■ **Items from a data source**
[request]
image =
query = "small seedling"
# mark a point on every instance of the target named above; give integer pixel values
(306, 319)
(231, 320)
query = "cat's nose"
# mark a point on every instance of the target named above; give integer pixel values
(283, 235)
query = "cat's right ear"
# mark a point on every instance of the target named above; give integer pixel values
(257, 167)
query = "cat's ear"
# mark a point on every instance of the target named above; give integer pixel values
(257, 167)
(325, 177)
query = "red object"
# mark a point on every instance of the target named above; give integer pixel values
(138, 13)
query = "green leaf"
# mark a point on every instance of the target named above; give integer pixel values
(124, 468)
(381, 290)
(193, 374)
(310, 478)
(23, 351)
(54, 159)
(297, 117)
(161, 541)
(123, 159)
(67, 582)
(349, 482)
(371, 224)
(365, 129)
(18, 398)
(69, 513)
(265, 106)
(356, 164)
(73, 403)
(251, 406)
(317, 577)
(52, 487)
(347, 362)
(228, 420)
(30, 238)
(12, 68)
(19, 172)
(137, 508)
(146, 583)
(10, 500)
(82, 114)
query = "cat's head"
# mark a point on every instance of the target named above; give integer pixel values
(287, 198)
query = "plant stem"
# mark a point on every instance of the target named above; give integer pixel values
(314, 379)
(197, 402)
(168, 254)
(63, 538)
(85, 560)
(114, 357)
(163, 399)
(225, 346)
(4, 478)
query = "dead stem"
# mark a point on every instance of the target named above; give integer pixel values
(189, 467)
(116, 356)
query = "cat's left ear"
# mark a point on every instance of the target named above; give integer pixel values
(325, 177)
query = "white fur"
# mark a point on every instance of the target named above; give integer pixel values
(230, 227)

■ **Exercise instructions**
Whenever the string "query" shows up in a line of the records, copy that line.

■ **Response to the task**
query = "small seedling"
query = "cat's nose"
query = "cat's right ear"
query = "cat's ear"
query = "red object"
query = "green leaf"
query = "cat's head"
query = "plant stem"
query = "dead stem"
query = "cat's left ear"
query = "white fur"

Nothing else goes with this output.